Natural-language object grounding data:
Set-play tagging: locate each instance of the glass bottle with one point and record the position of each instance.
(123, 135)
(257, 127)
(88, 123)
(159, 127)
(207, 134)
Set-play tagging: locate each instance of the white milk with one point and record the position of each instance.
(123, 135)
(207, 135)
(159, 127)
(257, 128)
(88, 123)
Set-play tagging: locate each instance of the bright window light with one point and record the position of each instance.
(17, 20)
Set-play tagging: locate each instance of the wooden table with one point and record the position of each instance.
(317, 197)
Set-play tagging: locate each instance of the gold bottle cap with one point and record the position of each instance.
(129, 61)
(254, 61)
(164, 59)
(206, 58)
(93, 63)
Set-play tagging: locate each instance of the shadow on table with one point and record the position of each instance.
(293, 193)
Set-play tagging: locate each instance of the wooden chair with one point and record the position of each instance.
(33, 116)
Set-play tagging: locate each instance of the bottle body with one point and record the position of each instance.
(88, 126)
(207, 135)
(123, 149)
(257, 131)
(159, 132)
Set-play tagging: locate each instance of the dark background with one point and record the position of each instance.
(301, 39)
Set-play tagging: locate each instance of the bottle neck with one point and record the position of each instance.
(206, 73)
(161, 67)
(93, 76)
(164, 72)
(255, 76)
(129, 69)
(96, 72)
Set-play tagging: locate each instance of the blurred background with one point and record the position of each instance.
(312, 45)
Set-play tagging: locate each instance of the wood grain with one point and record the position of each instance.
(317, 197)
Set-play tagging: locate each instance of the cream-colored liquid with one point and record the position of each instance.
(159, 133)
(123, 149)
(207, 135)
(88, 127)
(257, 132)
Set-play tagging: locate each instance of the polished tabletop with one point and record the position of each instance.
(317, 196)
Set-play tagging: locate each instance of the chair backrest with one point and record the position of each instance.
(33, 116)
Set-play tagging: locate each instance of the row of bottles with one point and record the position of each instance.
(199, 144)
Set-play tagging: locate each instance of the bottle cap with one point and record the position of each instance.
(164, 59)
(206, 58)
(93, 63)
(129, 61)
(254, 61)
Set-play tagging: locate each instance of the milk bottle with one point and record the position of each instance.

▶ _BRIEF_
This exercise requires an exact copy of all the records.

▶ _ANSWER AREA_
Set-play tagging: locate each instance of the glass bottle with one point and record the position of each instance.
(123, 135)
(257, 127)
(88, 123)
(159, 127)
(207, 134)
Set-play tagging: locate each instance of the white milk with one point and record the position of each instance.
(123, 135)
(207, 135)
(159, 127)
(257, 128)
(88, 123)
Set-play tagging: locate each instance of the bright window light with one point and record the position of each instance.
(17, 20)
Set-play tagging: locate each instance of the wooden table with one point and record the position of each instance.
(317, 197)
Set-play tagging: locate each instance of the gold bottle cap with one point and record the position of each instance.
(129, 61)
(254, 61)
(164, 59)
(206, 58)
(93, 63)
Set-play tagging: locate each instance of the shadow on table with one point and record the position of each instance.
(293, 193)
Set-play tagging: locate each instance of the wooden chair with one point and record the position of each instance.
(33, 116)
Set-play tagging: locate each instance of the bottle body with one point and record the position of each instance.
(88, 126)
(207, 135)
(123, 149)
(257, 131)
(159, 132)
Set-play tagging: locate each instance of the dark background with one point and record the position of each instance.
(301, 39)
Set-play tagging: locate each instance of the bottle neck with one point and record the position of each instance.
(206, 73)
(161, 67)
(93, 76)
(164, 72)
(255, 76)
(129, 69)
(96, 72)
Set-play tagging: locate each instance of the blurred background with one point and record the position of each instance.
(312, 45)
Set-play tagging: locate each instance of the wood grain with one point and record the position of each instance.
(317, 197)
Set-play tagging: locate each instance of the cream-colored liquid with one point and record the position of each instance.
(159, 133)
(123, 149)
(207, 135)
(88, 127)
(257, 132)
Set-play tagging: locate each instance of the polished tabletop with one point and record the position of each instance.
(317, 196)
Set-play tagging: locate each instance of the chair backrest with one point and record the position of each instance.
(33, 116)
Set-play tagging: locate each instance of the row of bottles with one point and record the position of each instance.
(199, 144)
Set-play tagging: locate each instance of the bottle cap with one point and record the position of each instance.
(164, 59)
(206, 58)
(93, 63)
(129, 61)
(254, 61)
Set-play tagging: locate each instance of the milk bottle with one point and record the position of each instance.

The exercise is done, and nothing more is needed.